→ **Given request**
Rewrite all of the rows below, replacing "fattest part" with "widest part" everywhere and leaving everything else unchanged. Omit the pictures from your answer.

####

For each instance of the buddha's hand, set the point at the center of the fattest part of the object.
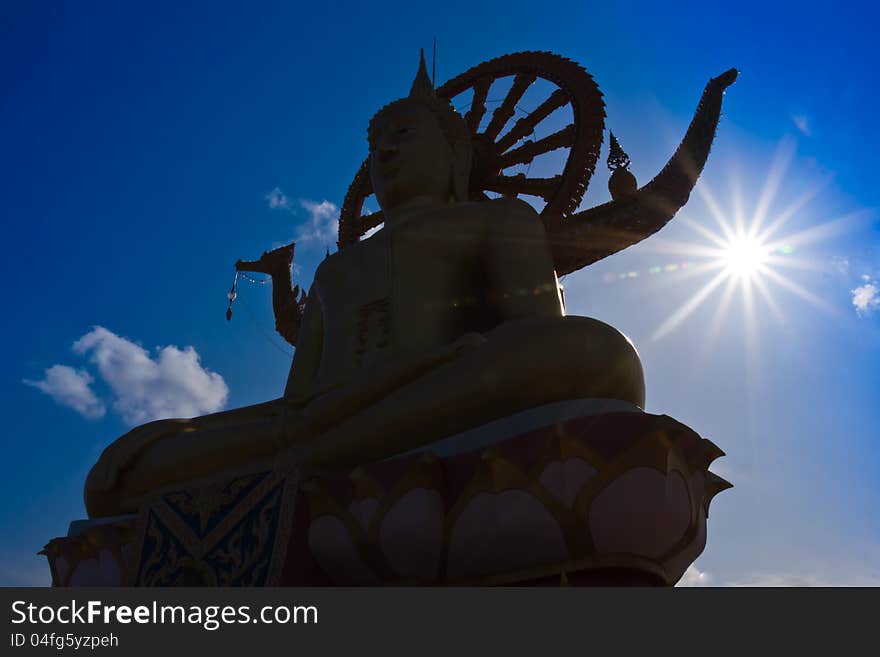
(270, 262)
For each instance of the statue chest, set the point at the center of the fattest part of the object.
(393, 293)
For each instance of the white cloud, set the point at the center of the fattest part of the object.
(792, 580)
(173, 384)
(866, 297)
(71, 388)
(694, 577)
(323, 224)
(802, 124)
(278, 200)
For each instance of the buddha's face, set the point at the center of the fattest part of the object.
(411, 159)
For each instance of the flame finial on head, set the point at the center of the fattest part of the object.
(422, 89)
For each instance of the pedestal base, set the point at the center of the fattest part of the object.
(611, 498)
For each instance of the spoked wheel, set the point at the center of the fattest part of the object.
(497, 147)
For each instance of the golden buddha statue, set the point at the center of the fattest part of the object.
(448, 318)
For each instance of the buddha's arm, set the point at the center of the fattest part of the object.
(301, 384)
(520, 264)
(288, 302)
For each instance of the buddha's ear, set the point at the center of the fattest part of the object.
(462, 154)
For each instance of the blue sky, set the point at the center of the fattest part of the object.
(143, 148)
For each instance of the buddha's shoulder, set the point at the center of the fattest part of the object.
(349, 257)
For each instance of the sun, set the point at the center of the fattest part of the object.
(744, 256)
(746, 252)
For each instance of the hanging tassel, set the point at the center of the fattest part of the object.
(231, 296)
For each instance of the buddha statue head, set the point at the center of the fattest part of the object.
(420, 149)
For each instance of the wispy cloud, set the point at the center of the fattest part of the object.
(693, 576)
(140, 386)
(71, 388)
(278, 200)
(802, 124)
(796, 580)
(866, 297)
(323, 223)
(173, 384)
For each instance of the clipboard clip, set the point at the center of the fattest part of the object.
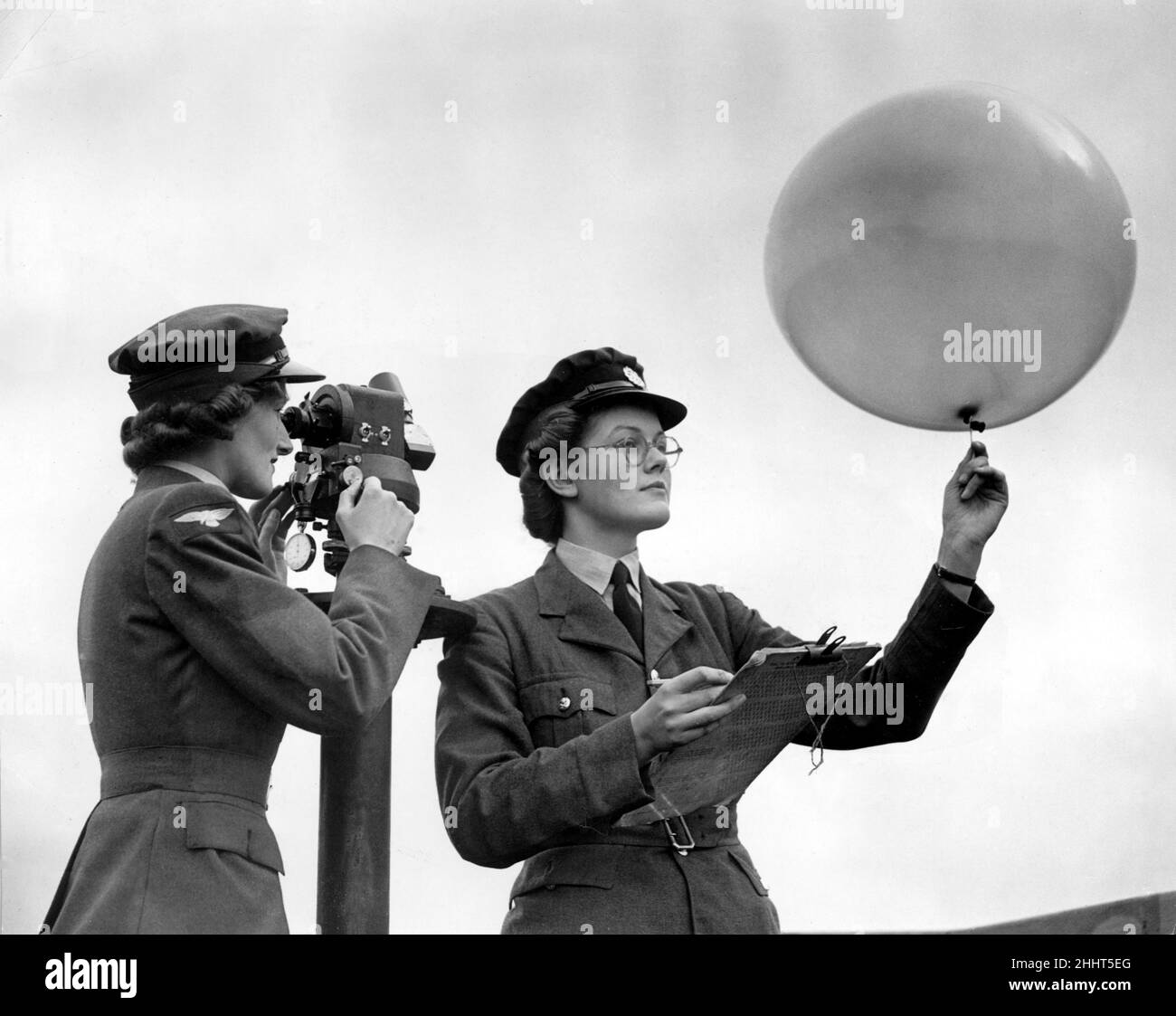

####

→ **Full output**
For each instance of the buddha's hand, set the point at the center of the widest part of the object.
(270, 262)
For each instance of the statue chest, set the point at the center of the widest part of the object.
(393, 293)
For each instance of the white cloud, set the point at the center of the widest part of the object.
(792, 580)
(173, 384)
(866, 297)
(71, 388)
(694, 577)
(323, 224)
(802, 124)
(278, 200)
For each instance of the buddha's face, set the point at the center of the widest part of the object.
(411, 159)
For each instance of the flame finial on head, set the point at the center of the widest part of the object.
(422, 89)
For each instance of the pedestal base, set the point at the center of the widest part of the object.
(611, 498)
For each instance of the spoked wheel, set the point at the center of the widest part of the object.
(497, 147)
For each instance of the golden buddha statue, set the point at the center of the widest part of the object.
(448, 318)
For each instance of the buddha's arm, set the point at the center of the widest part of the object.
(301, 384)
(520, 264)
(288, 302)
For each instance of the buddha's ear, set the point at the center of the widest part of the object.
(462, 154)
For each instance of the blue sky, set the point at the center of the widest part of the object.
(143, 148)
For each instance of the buddha's shoulder, set the point at the center of the widest part of the object.
(349, 257)
For each instance of the sun, set the point at the center of the widest part of the object.
(744, 256)
(746, 252)
For each instance of the hanging tassel, set the point at the center of the widest part of the object.
(231, 296)
For each instance of the buddha statue head, set the point at the center of the widest part of the object.
(420, 149)
For each instance of the wispy cloud, set the point at the center of the widest part of the object.
(693, 576)
(140, 386)
(71, 388)
(278, 200)
(802, 124)
(796, 580)
(866, 297)
(323, 223)
(173, 384)
For each instance of the clipboard clip, set the point at the center of the widest part of the object.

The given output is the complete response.